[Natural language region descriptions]
|---|

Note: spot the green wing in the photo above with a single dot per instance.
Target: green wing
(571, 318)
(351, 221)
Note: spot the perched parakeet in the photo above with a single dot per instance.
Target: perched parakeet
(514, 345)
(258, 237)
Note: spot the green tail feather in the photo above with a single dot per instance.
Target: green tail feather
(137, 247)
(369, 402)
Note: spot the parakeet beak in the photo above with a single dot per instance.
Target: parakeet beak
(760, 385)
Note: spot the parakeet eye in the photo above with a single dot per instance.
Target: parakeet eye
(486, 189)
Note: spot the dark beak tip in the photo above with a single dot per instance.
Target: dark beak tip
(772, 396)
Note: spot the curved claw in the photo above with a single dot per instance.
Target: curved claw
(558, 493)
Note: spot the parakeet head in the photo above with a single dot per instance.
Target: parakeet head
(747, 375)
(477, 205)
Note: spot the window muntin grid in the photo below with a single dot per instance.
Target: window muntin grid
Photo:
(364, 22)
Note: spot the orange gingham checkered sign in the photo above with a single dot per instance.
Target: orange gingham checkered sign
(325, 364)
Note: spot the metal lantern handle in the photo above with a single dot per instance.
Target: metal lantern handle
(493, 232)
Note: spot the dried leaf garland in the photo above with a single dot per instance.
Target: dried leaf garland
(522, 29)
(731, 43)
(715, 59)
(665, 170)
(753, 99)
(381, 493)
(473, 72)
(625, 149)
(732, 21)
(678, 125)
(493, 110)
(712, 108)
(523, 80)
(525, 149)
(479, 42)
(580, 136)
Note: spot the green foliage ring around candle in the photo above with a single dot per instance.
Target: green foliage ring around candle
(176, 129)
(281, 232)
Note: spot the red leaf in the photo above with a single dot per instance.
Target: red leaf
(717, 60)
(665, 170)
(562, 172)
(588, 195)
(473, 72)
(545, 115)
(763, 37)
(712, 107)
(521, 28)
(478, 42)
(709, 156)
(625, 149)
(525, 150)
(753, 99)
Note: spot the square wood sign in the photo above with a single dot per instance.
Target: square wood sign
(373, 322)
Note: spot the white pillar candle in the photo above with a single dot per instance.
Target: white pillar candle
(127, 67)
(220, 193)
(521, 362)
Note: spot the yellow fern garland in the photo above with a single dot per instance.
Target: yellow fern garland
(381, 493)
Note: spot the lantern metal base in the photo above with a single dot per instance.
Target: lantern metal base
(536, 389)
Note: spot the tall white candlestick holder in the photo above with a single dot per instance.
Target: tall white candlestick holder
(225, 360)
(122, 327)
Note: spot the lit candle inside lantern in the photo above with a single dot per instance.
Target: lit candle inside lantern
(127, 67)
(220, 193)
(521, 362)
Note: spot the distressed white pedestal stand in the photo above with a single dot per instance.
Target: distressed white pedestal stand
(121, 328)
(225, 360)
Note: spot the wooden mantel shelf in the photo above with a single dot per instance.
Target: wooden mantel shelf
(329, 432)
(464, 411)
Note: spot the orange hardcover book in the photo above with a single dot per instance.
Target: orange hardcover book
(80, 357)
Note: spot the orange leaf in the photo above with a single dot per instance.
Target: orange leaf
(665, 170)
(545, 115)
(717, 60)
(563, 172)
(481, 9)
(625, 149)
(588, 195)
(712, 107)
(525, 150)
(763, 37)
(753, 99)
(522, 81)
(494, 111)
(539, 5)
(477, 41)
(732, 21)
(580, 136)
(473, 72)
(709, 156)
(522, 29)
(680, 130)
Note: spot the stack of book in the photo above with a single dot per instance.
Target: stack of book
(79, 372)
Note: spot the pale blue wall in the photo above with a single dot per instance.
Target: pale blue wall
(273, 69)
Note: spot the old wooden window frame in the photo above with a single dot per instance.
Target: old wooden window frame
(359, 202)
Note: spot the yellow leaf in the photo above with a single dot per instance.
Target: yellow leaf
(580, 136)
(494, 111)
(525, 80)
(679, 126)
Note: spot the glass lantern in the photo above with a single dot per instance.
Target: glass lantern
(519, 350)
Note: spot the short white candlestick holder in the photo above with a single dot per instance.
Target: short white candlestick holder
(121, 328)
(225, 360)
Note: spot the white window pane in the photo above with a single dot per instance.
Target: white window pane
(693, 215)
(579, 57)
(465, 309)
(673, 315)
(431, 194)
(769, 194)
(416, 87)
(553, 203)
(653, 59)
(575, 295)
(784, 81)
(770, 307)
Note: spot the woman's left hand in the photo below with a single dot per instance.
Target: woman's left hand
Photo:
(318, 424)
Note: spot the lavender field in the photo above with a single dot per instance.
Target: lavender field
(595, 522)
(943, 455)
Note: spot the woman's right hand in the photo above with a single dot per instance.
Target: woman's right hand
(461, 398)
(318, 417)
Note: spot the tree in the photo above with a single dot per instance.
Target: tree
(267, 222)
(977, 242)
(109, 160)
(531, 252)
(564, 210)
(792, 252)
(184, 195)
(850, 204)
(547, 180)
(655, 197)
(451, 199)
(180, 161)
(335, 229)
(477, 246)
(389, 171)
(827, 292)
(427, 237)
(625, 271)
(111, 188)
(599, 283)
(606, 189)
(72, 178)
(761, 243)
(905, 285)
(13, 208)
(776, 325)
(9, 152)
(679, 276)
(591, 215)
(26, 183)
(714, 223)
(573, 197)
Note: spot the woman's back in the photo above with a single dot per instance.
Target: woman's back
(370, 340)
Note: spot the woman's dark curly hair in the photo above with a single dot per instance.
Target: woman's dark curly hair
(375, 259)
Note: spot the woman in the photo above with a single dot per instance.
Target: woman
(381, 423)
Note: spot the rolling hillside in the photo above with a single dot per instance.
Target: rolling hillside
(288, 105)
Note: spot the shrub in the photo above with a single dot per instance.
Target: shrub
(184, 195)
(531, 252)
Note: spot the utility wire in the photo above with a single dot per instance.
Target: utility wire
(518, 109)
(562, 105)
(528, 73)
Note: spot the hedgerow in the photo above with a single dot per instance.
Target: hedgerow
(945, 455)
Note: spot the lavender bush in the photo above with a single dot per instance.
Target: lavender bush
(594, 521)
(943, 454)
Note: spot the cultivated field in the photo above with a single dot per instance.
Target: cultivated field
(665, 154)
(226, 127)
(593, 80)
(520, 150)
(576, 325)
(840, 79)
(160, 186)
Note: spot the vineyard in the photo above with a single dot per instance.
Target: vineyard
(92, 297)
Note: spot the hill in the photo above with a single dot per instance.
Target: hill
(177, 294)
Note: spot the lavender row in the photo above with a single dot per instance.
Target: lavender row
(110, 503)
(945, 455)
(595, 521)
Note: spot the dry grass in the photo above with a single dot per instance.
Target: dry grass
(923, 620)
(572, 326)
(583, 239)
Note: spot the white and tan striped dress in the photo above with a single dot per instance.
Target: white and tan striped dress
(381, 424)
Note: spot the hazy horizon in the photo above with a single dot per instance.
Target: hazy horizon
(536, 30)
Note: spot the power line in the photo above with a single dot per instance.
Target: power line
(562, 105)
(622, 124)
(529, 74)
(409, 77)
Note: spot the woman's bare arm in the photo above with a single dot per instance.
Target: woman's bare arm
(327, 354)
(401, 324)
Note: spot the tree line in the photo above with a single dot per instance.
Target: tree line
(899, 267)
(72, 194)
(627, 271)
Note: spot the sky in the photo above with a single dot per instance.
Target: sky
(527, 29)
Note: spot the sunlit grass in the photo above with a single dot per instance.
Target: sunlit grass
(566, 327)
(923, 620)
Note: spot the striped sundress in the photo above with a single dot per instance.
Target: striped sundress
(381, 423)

|---|

Repeat the data in full, exactly as supplied.

→ **TASK SOLUTION**:
Note: spot the green wing in the photo above with a single dot per instance.
Target: green wing
(571, 318)
(351, 221)
Note: spot the perched parakeet in the photo above with a single dot per instance.
Target: perched parakeet
(514, 345)
(258, 237)
Note: spot the green tail feather in the photo above with a single dot per instance.
Target: green tail feather
(137, 247)
(369, 402)
Note: spot the parakeet beak in the photo above with a single dot per instance.
Target: parakeet beak
(760, 385)
Note: spot the parakeet eye in the photo above with a single dot per instance.
Target: parakeet eye
(486, 189)
Note: spot the dark beak tip in the photo above with a single dot per instance.
Target: dark beak tip
(772, 396)
Note: spot the curved claw in the photo above with a single dot per instance.
Target: curved claw
(558, 493)
Note: spot the parakeet head in the photo above with a single dot per instance.
Target: parakeet head
(747, 375)
(477, 205)
Note: spot the window muntin grid in the photo below with a single dot per instance.
Target: window muntin grid
Photo:
(364, 22)
Note: spot the orange gingham checkered sign in the photo above with a single dot per instance.
Target: orange gingham checkered sign
(325, 364)
Note: spot the metal lantern handle in the photo above with a single dot per instance.
Target: metal lantern handle
(493, 232)
Note: spot the dried leaf garland in the photo above with a single dot per instance.
Target: dried leaf garland
(522, 29)
(731, 43)
(715, 59)
(665, 170)
(753, 99)
(381, 493)
(473, 72)
(625, 149)
(732, 21)
(678, 125)
(493, 110)
(712, 108)
(523, 80)
(525, 149)
(479, 42)
(580, 136)
Note: spot the green foliage ring around candle in the photo above with a single dot per instance.
Target: green foliage ring around candle
(176, 129)
(281, 232)
Note: spot the red leaf in the photo above with a single dot per instance.
Target: red leaf
(717, 60)
(665, 170)
(562, 172)
(588, 195)
(473, 72)
(545, 115)
(763, 37)
(712, 107)
(521, 28)
(478, 42)
(709, 156)
(625, 149)
(525, 150)
(753, 99)
Note: spot the square wood sign in the photo above with a single dot per instance.
Target: square wood sign
(373, 322)
Note: spot the white pillar candle in the photo above with a single dot per instance.
Target: white pillar candle
(127, 67)
(220, 193)
(521, 362)
Note: spot the yellow fern garland in the photo above with a single dot per instance.
Target: yellow fern garland
(381, 493)
Note: spot the lantern metal base in the photo above with a single dot per instance.
Target: lantern metal base
(536, 389)
Note: spot the tall white candlestick holder in the photo above with a single dot per instance.
Target: tall white candlestick holder
(225, 360)
(122, 327)
Note: spot the lit candle inside lantern in the photo above with a single dot per instance.
Target: lit candle inside lantern
(127, 67)
(220, 193)
(521, 362)
Note: spot the distressed white pedestal stand in the photo above with a single dot per instance.
Target: distressed white pedestal stand
(121, 328)
(225, 360)
Note: spot the wooden mantel shelf in the photo above with a single dot per instance.
Target: wooden mantel shelf
(329, 432)
(464, 411)
Note: spot the orange hardcover book in the photo above with a single dot per instance.
Target: orange hardcover book
(80, 357)
Note: spot the orange leaf in the photo above with a single dot per instance.
Target: orange leaf
(665, 170)
(545, 115)
(717, 60)
(563, 172)
(481, 9)
(625, 149)
(588, 195)
(712, 107)
(525, 150)
(763, 37)
(753, 99)
(522, 81)
(494, 111)
(539, 5)
(477, 41)
(732, 21)
(580, 136)
(473, 72)
(709, 156)
(522, 29)
(680, 130)
Note: spot the stack of book in the photo above with a single dot per instance.
Target: stack of book
(79, 372)
Note: spot the pale blue wall in the photo above with a single dot per instance.
Target: pale blue wall
(273, 69)
Note: spot the old wooden window frame in the photo above with a single dot per instance.
Target: old wooden window frame
(359, 202)
Note: spot the yellow leaf in the photo above with a single dot per instance.
Target: yellow leaf
(580, 136)
(494, 111)
(525, 80)
(679, 126)
Note: spot the glass lantern in the photo above with a single dot per instance.
Target: glass lantern
(519, 350)
Note: spot the short white candlestick holder in the photo above with a single dot per instance.
Target: short white candlestick holder
(121, 328)
(225, 360)
Note: spot the white window pane in the photo above with a single dot per instance.
Target: white window pane
(693, 215)
(579, 57)
(465, 309)
(673, 315)
(431, 194)
(769, 194)
(416, 87)
(553, 203)
(653, 59)
(575, 295)
(784, 81)
(770, 307)
Note: spot the woman's left hand in the photo below with a single dot per instance.
Target: woman's left hand
Photo:
(318, 424)
Note: spot the lavender field in the photo above with a single dot per instance.
Target: lavender field
(595, 522)
(943, 455)
Note: spot the woman's right hand in the photo above with a single dot per instance.
Target: woman's right hand
(461, 398)
(318, 417)
Note: spot the tree in the photo above with a single dot per instance.
Target: tree
(267, 222)
(977, 242)
(109, 160)
(531, 252)
(564, 210)
(792, 252)
(184, 195)
(850, 204)
(547, 180)
(655, 197)
(451, 199)
(180, 161)
(335, 229)
(477, 246)
(389, 171)
(827, 292)
(427, 237)
(625, 271)
(111, 188)
(599, 283)
(606, 189)
(72, 178)
(761, 243)
(905, 285)
(13, 208)
(776, 325)
(9, 152)
(679, 276)
(591, 215)
(26, 183)
(714, 223)
(573, 197)
Note: spot the woman's back in the photo above with a single dot per instance.
Target: woman's back
(370, 340)
Note: spot the woman's dark curly hair in the photo above with a single dot per instance.
Target: woman's dark curly hair
(375, 259)
Note: spot the woman in the photo above with a single dot per instance.
Target: woman
(381, 423)
Note: spot the rolling hillside in the photo above with a single dot per instance.
Target: rolling hillside
(288, 105)
Note: spot the shrub in the photo above with a single dot per instance.
Target: shrub
(184, 195)
(531, 252)
Note: spot the utility wire in the photo above with a single dot per instance.
Target: utility wire
(518, 109)
(562, 105)
(528, 73)
Note: spot the hedgerow in the photo above with a single dot per instance.
Target: hedgerow
(945, 455)
Note: spot the lavender bush in the photo above with a single dot per instance.
Target: lavender bush
(594, 521)
(943, 454)
Note: spot the cultivated field in the photo above with a single dot per instance.
Target: cultivated field
(665, 154)
(226, 127)
(593, 80)
(520, 150)
(576, 325)
(840, 79)
(160, 186)
Note: spot the vineyard in the photo above with a single dot per instance.
Target: vineyard
(92, 297)
Note: spot the hill in the photo above with a single dot per instance.
Target: hill
(177, 294)
Note: spot the lavender row in the photo above with a single dot per instance.
Target: lavender row
(110, 503)
(945, 455)
(595, 521)
Note: spot the dry grass in the photo above with a single dot per instance.
Target: dry grass
(923, 620)
(572, 326)
(583, 239)
Note: spot the white and tan striped dress in the photo above with a single dot per instance.
Target: white and tan striped dress
(381, 424)
Note: spot the hazy horizon in the photo above with a single dot per instance.
Target: hazy horizon
(536, 30)
Note: spot the power line in the photo above with a single dot per instance.
Target: power line
(562, 105)
(622, 124)
(529, 74)
(409, 77)
Note: spot the woman's bare arm in the photo above with a single dot per instance.
Target: woman's bare arm
(327, 354)
(401, 324)
Note: spot the tree line in the photo above with a single dot per instance.
Target: tree line
(899, 267)
(72, 194)
(627, 271)
Note: spot the sky in the photo above with a single dot per instance.
Target: sky
(527, 29)
Note: spot the sunlit grass in the photo above with a single dot per instance.
Target: sunlit grass
(566, 327)
(923, 620)
Note: spot the striped sundress in the photo above with a single dot per instance.
Target: striped sundress
(381, 423)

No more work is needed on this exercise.